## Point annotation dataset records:
* BEGIN *
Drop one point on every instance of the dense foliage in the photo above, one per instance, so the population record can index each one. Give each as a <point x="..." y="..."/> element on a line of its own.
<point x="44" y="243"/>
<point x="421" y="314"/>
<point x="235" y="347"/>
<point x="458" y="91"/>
* END *
## Stated goal:
Turn every line of the records above into a Markdown table with two columns, Row and Line. Number the rows in order and leave out any blank lines.

## Output for this exercise:
| Row | Line |
|---|---|
| 1 | Drop one point on every instance of the dense foliage in the photo above, one per instance, so the population record can index each one. Give each as a <point x="..." y="..."/> element on a line of its own. |
| 2 | <point x="44" y="243"/> |
| 3 | <point x="421" y="314"/> |
| 4 | <point x="235" y="347"/> |
| 5 | <point x="458" y="91"/> |